- _Saved entries_:
####################

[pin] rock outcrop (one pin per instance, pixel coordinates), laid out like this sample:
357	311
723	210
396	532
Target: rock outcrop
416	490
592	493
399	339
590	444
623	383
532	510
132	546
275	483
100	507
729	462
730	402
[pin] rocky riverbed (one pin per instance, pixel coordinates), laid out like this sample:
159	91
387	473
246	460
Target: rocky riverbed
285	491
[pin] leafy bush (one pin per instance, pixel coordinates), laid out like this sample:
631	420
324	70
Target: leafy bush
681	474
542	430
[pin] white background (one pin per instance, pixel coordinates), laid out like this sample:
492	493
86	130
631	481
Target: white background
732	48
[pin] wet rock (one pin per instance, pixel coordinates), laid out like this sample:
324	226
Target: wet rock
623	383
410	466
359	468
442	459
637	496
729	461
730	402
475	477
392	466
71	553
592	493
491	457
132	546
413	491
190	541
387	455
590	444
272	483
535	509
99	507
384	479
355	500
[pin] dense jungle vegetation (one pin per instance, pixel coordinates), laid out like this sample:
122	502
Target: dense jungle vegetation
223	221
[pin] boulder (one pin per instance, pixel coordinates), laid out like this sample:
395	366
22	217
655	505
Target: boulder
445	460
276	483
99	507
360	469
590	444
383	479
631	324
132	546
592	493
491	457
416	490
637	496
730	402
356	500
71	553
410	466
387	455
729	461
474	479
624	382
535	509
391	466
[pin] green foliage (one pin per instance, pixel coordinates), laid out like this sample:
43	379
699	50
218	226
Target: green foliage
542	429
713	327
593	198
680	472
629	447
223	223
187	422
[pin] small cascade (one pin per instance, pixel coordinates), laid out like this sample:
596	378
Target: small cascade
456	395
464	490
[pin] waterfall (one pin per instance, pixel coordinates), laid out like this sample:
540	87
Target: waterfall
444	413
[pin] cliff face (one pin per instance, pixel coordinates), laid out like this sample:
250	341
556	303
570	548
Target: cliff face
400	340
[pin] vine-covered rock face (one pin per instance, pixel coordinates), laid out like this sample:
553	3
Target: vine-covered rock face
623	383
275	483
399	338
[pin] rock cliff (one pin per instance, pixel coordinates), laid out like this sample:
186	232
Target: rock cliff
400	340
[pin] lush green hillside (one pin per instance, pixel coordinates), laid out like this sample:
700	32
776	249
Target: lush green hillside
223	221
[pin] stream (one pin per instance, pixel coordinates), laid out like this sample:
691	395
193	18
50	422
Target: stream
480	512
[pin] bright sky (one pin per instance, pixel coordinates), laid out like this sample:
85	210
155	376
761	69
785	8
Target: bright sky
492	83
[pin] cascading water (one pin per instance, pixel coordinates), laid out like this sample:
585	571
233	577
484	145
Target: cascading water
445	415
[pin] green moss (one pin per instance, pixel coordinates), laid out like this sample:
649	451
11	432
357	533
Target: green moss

####################

- _What to do_:
Return, exactly as written, only those lines that run from the one with "[pin] wet rock" to the last line of the data, both of those lines included.

- _Result of the exercise_:
[pin] wet rock (one pin per instance, pixel coordinates), laid out like this sample:
324	226
Target: wet rock
623	383
410	466
359	468
442	459
637	496
729	461
730	402
475	477
392	466
71	553
592	493
491	457
132	546
413	491
190	541
387	455
590	444
272	483
535	509
99	507
384	479
355	500
[pin] dense jungle vegetation (one pin per instance, pixel coordinates), laid out like this sample:
122	502
Target: dense jungle vegetation
223	221
[pin] boulder (one pin per instance, pixel coordinates), laid out like this sample:
395	366
22	217
655	505
Target: boulder
445	460
276	483
99	507
360	469
590	444
383	479
631	324
132	546
592	493
491	457
416	490
637	496
730	402
356	500
71	553
410	466
387	455
729	461
474	479
624	382
535	509
391	466
[pin] green foliage (one pin per instance, pixel coordinates), laid out like this sample:
43	379
699	50
218	226
Target: green foliage
542	429
713	327
593	198
680	472
629	447
223	223
187	422
[pin] small cascade (one pin per instance, pixel coordinates), laid out like this sample:
596	378
Target: small cascade
456	395
464	490
[pin] waterfall (one pin per instance, pixel coordinates), laid out like this sample:
540	87
Target: waterfall
444	413
[pin] cliff face (one pin per instance, pixel coordinates), laid out like this sample:
250	341
556	303
570	548
Target: cliff face
400	340
[pin] vine-covered rock face (one pin per instance, pixel coordinates), laid out like this sample:
553	3
Target: vine-covered rock face
623	383
275	483
399	338
[pin] rock cliff (one pin per instance, pixel coordinates), laid out like this sample:
186	232
Target: rock cliff
400	340
[pin] lush green hillside (one pin per instance, pixel coordinates), laid out like this sample:
700	32
776	249
Target: lush green hillside
223	221
[pin] stream (one pin per instance, pixel coordinates), laid out like this sample:
691	395
193	18
50	422
Target: stream
480	512
[pin] bright sky (one pin per instance, pixel coordinates), laid out like this sample:
85	210
155	376
761	69
785	8
Target: bright sky
492	83
[pin] cascading water (one pin per instance, pixel coordinates), laid out like this sample:
585	571
233	577
484	145
Target: cascading water
445	415
[pin] green moss (one pin per instance, pixel coordinates), laid out like this sample:
649	451
11	432
357	533
Target: green moss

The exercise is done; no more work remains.